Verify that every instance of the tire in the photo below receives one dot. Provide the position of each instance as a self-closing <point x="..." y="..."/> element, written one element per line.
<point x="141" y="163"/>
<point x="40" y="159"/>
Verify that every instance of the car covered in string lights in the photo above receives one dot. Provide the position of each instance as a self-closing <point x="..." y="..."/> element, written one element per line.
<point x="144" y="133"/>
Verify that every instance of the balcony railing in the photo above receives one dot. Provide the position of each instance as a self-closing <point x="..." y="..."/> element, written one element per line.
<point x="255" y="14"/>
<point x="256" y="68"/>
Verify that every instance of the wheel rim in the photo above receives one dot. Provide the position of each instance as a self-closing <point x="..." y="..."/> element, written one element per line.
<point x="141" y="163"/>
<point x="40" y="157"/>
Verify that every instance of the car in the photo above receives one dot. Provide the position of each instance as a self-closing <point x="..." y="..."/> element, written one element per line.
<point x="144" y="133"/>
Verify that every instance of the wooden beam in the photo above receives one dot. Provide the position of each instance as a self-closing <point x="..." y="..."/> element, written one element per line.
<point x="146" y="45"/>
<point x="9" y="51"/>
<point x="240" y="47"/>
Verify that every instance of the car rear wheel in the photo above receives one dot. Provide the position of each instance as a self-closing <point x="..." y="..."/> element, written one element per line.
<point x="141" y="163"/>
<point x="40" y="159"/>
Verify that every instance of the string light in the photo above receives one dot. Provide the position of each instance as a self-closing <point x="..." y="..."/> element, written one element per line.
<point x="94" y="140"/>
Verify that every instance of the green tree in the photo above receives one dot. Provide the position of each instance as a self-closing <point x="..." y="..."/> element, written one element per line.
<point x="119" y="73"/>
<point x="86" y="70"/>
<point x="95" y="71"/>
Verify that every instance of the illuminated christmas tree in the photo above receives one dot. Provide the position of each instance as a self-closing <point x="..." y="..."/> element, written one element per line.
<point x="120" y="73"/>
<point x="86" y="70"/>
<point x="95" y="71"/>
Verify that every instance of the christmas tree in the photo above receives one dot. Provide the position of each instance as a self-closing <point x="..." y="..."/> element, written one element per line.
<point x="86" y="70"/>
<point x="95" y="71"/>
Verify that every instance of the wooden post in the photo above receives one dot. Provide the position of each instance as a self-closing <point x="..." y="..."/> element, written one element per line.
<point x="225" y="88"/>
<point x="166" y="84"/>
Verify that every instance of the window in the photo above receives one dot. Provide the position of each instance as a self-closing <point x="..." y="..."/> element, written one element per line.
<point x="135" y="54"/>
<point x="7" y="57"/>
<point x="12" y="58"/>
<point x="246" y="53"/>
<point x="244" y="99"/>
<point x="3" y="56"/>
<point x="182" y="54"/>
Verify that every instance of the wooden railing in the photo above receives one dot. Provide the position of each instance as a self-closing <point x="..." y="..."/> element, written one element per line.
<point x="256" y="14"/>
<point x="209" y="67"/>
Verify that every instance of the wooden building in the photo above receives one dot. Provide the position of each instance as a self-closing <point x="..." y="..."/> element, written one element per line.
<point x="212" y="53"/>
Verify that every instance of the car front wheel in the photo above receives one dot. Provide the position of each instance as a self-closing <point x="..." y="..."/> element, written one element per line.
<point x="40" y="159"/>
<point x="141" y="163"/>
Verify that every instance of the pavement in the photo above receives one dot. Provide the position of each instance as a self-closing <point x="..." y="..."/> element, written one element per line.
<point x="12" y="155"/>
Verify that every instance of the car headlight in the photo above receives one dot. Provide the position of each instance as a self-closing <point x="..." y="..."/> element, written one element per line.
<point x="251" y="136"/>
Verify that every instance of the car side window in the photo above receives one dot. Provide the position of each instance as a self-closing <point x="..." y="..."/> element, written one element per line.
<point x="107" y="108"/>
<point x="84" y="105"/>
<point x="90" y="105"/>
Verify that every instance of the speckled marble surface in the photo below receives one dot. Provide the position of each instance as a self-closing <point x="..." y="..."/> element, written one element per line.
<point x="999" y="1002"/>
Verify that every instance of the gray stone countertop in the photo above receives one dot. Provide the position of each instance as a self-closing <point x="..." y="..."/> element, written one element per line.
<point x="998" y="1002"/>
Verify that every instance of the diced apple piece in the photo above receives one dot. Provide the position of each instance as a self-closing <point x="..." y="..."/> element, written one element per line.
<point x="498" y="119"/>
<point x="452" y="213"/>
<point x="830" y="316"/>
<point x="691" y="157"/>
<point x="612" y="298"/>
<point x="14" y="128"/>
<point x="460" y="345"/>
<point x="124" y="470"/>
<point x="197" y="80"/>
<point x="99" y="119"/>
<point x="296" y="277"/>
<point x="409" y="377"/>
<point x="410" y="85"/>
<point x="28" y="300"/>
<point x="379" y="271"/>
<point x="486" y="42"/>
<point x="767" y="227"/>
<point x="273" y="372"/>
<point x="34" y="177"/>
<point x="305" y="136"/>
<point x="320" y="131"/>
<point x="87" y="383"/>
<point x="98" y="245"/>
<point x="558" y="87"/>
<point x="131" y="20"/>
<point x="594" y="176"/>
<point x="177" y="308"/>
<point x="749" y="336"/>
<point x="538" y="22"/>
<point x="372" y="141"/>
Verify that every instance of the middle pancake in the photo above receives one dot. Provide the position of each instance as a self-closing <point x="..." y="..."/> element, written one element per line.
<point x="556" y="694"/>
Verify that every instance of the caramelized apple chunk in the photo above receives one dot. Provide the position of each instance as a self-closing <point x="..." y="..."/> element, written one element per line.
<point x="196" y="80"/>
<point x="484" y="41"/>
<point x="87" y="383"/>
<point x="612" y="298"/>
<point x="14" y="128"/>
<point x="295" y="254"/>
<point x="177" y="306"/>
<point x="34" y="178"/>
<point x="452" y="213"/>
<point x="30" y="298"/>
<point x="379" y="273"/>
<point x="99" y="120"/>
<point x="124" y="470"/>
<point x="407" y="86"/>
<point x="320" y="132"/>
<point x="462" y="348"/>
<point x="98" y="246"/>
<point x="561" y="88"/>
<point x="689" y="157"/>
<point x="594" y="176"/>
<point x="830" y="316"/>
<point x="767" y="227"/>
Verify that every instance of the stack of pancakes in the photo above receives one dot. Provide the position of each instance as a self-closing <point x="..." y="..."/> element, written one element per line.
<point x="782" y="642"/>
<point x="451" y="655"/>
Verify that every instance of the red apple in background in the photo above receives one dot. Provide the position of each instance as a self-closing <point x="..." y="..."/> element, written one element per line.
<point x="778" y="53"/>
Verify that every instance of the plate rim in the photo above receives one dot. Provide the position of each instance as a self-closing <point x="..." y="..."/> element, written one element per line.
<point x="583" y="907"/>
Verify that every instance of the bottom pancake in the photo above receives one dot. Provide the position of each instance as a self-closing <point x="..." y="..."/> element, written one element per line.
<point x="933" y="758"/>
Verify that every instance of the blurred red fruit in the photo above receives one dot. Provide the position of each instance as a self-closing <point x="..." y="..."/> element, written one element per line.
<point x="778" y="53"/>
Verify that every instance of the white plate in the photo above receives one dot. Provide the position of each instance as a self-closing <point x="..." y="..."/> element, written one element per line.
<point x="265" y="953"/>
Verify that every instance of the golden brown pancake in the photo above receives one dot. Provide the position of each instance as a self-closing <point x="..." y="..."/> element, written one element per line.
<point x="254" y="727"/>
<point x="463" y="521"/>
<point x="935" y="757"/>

§

_Short problem_
Quote exactly what appears from the line containing "Verify that every instance of the white" through the final line of the listing above, including both of those lines.

_Exercise solution_
Verify that every instance of the white plate in the photo above receives one dot. Provide the position of each instance as a self-closing <point x="..." y="..."/> element, written one element per line.
<point x="265" y="953"/>
Verify that every instance of the golden brown pancake in the photo above receives one dot. Provide the position of each instance as a self-closing <point x="..." y="..."/> element, written one element per line.
<point x="254" y="727"/>
<point x="463" y="521"/>
<point x="935" y="757"/>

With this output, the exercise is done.